### [MATERIAL SUPPLIED]
╭──

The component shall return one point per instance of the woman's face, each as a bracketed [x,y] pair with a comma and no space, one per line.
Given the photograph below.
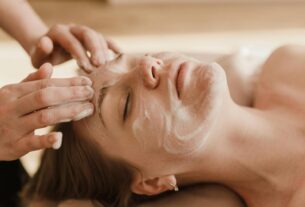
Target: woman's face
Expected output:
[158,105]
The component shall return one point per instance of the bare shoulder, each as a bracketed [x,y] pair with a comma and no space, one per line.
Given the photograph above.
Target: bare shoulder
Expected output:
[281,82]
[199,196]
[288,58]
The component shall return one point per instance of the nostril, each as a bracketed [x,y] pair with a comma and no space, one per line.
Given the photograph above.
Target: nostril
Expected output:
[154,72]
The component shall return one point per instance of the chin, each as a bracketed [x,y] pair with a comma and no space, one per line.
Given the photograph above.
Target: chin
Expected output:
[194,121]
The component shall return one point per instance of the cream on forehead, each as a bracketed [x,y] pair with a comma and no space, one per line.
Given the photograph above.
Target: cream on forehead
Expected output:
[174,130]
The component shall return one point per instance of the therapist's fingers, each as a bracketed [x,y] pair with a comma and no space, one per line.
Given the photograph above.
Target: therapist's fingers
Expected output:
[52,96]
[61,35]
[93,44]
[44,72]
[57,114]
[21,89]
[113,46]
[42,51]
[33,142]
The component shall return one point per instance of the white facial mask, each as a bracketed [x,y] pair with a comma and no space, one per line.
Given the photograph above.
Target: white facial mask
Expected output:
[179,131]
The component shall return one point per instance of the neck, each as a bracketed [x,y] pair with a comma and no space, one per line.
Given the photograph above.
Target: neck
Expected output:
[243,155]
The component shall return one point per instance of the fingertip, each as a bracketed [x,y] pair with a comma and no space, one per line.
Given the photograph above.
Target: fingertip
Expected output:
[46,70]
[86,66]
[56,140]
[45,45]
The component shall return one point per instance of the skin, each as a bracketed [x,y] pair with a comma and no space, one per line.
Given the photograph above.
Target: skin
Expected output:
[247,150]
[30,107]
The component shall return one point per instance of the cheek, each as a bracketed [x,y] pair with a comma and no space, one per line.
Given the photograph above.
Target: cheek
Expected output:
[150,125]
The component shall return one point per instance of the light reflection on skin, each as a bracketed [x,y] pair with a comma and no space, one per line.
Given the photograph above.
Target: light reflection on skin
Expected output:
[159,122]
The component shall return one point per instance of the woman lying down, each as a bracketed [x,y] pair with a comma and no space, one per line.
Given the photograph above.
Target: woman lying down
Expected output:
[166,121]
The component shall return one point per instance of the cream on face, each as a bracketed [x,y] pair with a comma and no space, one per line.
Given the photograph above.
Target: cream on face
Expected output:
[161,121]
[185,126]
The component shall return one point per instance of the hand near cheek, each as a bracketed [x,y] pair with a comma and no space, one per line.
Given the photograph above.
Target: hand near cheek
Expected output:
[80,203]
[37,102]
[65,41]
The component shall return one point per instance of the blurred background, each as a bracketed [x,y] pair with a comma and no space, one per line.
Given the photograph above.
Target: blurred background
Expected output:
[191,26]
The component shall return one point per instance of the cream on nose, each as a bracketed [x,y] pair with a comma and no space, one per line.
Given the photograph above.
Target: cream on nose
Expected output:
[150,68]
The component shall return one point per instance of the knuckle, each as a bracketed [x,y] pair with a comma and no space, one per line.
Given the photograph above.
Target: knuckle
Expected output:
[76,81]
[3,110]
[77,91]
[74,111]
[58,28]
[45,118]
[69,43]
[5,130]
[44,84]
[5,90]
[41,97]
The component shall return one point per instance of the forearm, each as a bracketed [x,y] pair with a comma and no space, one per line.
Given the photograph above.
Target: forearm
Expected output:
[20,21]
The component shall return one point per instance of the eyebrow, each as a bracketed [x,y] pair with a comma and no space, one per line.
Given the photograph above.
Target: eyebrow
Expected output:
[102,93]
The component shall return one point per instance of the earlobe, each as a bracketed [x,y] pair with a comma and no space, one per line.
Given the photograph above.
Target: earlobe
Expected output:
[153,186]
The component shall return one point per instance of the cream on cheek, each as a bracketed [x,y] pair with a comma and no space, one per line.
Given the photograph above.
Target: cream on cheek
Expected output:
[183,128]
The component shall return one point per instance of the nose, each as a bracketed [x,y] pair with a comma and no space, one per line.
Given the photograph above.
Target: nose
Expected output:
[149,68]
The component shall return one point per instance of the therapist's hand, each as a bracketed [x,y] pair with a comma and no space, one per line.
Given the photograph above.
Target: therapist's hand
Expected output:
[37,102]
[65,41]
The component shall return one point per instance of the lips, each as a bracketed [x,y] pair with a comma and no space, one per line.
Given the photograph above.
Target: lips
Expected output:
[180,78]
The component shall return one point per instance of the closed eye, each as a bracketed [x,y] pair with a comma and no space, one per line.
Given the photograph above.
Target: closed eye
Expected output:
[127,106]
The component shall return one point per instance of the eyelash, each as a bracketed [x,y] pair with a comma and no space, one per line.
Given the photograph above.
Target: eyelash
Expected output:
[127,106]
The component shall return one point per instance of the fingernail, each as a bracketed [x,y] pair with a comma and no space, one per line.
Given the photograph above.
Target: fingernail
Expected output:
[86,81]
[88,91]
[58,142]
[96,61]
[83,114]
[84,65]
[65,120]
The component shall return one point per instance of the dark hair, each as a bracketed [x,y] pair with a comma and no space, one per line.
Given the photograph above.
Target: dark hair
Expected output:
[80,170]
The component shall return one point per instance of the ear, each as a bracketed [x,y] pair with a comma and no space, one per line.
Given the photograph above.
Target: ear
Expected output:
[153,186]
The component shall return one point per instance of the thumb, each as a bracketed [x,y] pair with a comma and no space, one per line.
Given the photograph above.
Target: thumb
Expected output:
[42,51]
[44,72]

╰──

### [YOUR INSTRUCTIONS]
Transcribe all of the material exactly, leaving out whatever pictures it contains.

### [SOLUTION BELOW]
The component shall return one point per instance of the woman's face, each as a bracketed [x,y] pair with a comma and no space, one per line.
Given the photograph below.
Target: woman's face
Expected output:
[158,105]
The component shall return one point per instance of the bare shoulder, each as a bracketed [x,y] pair with a comma and no space, one per line.
Given the photograph above.
Target: bare shoulder
Expected output:
[281,82]
[199,196]
[288,58]
The component shall return one point per instance of the nostril, each as a bracketed [x,y] pair with a comma and no space, one per line.
Given the photograph above.
Target: nostril
Expected output:
[154,72]
The component shall return one point per instance of the chin, each as a bracketed [x,y] pair with a comma and no space, one per line.
Given the photograph above.
Target: chin
Expected output:
[194,121]
The component shall return one point per instance of the cream on forehead, each as a bracketed [x,y] pair with a comma and no space, one per line.
Given the photograph above.
Target: cream on forehead
Expected output:
[174,130]
The component shall return one point per instance of the therapist's fingers, each as a bracketed [x,y] pair with a comma and no space, one per line.
Given the photograph above.
Target: therapist's fingers
Expected output:
[52,96]
[61,35]
[93,44]
[44,72]
[57,114]
[21,89]
[113,46]
[42,51]
[33,142]
The component shall return one point per instance of the white facial mask, each as a bracketed [x,y] pair with a comma and no space, one per line.
Given the photograph above.
Target: white facial mask
Expected output:
[179,131]
The component shall return one point per instance of the neck, each as a bracketed [x,y] pair with a comma and no space, one per line.
Given the photograph above.
Target: neck
Expected output:
[243,155]
The component shall return one point per instance of the fingertip, each as a bracketed [x,y] pair with a comma and no space, one per line.
Given the photograph above.
Target: fingertip
Expected output:
[46,70]
[86,66]
[56,140]
[45,45]
The component shall return one point per instance of the skin, each as a bracketed [x,y] pair with a comma and no space, one per line.
Given the photograph above.
Target: skin
Expected output:
[247,150]
[30,107]
The component shall return one point per instance of the cheek, each as a bracketed [x,y] pair with a comma and no space, one per line.
Given the photograph above.
Target: cheek
Expected output:
[150,125]
The component shall return one point per instance of the light reflection on skin, each as a bracketed [x,y] pair with a comma and no space, one per line.
Given the photograph above.
Target: light reflection on skin
Expected output:
[159,122]
The component shall return one point per instance of the woman lying down, each as a bracketed [x,y] pair with a comma and no space, one per line.
Given the photograph above.
Target: woman lying down
Expected output:
[166,121]
The component shall return one point per instance of the cream on face, each as a bracketed [x,y] pair with a comma and no space, one per line.
Given the photograph above.
Target: cream on face
Expected output:
[161,121]
[185,126]
The component shall return one point per instance of the hand near cheek, each as a bracketed [x,y] pair with a comma and no space, one per line.
Given the photograph above.
Target: hand near cheek
Expected output:
[80,203]
[37,102]
[65,41]
The component shall return one point per instance of the blurred background, each as a bracketed [x,y] pair with a comma and no space, one per line.
Given the photograph above.
Target: blurred background
Expected output:
[191,26]
The component shall return one point per instance of the cream on nose, each as a bracketed [x,y] pair with a comma and no space, one per line.
Given the photograph above.
Target: cream on nose
Expected output:
[150,68]
The component shall return one point per instance of the knuckle, each as a bracketed [x,y] pair with a comma and no space, one per line.
Given the photograph above.
Target: knuckle
Expected output:
[76,81]
[3,110]
[77,91]
[74,111]
[58,28]
[45,118]
[69,43]
[5,130]
[44,84]
[5,90]
[41,97]
The component shall return one point per instance of the forearm, each as a bracketed [x,y] pair with a comma and no space, one per line.
Given the photograph above.
Target: forearm
Expected output:
[20,21]
The component shall return one point per instance of the eyebrow, each as a bracketed [x,y] pair with a comma and no space, one per line.
Given the photograph above.
Target: eyebrow
Expected output:
[102,93]
The component shall return one point per instance of the earlobe, each as a bracketed [x,y] pair with a comma and no space, one per line.
Given the photograph above.
Target: earlobe
Expected output:
[153,186]
The component shall return one point per instance of the cream on cheek, each as a bracketed [x,y] pair with a comma and no space, one per line.
Given the photograph above.
Target: cream on cheek
Expected output:
[183,128]
The component shall return one point per instance of the nose, each as a bracketed [x,y] pair with a comma and no space, one per line.
Given the photograph above.
Target: nose
Expected output:
[149,68]
The component shall return one point per instance of the therapist's hand, each as a bracketed [x,y] pair with a comma and no space, one per line.
Given the photograph above.
Target: therapist's hand
Expected output:
[37,102]
[65,41]
The component shall return one point per instance of the lips, each as a bracketed [x,y] pair with a comma and no space, one per line.
Given the photograph above.
Target: lips
Expected output:
[180,78]
The component shall return one point per instance of the closed eye, each as a bracketed [x,y] pair with a comma and no space, one per line.
Given the photograph above.
Target: closed eye
Expected output:
[127,106]
The component shall return one point per instance of the eyelash, each as a bracketed [x,y] pair with a comma and no space, one per line.
Given the photograph above.
Target: eyelash
Expected output:
[127,106]
The component shall return one point per instance of the fingernail, each as a bracketed [x,y] pair with a comma and no space, one per line.
Given the photograph above.
Target: fingernail
Expected output:
[86,81]
[88,91]
[58,142]
[96,61]
[83,114]
[84,65]
[65,120]
The component shall return one point per instance of the dark hair, each as a bracketed [x,y] pair with a comma and no space, one per line.
Given the photograph above.
Target: dark hair
Expected output:
[80,170]
The component shall return one point per instance of the ear, each as a bracketed [x,y] pair with a comma and no space, one per line.
Given the photograph above.
Target: ear
Expected output:
[153,186]
The component shall return one point per instance of the thumb, each as a bracketed [x,y] pair with a comma and no space, one per line.
Given the photograph above.
Target: thumb
Expected output:
[42,51]
[44,72]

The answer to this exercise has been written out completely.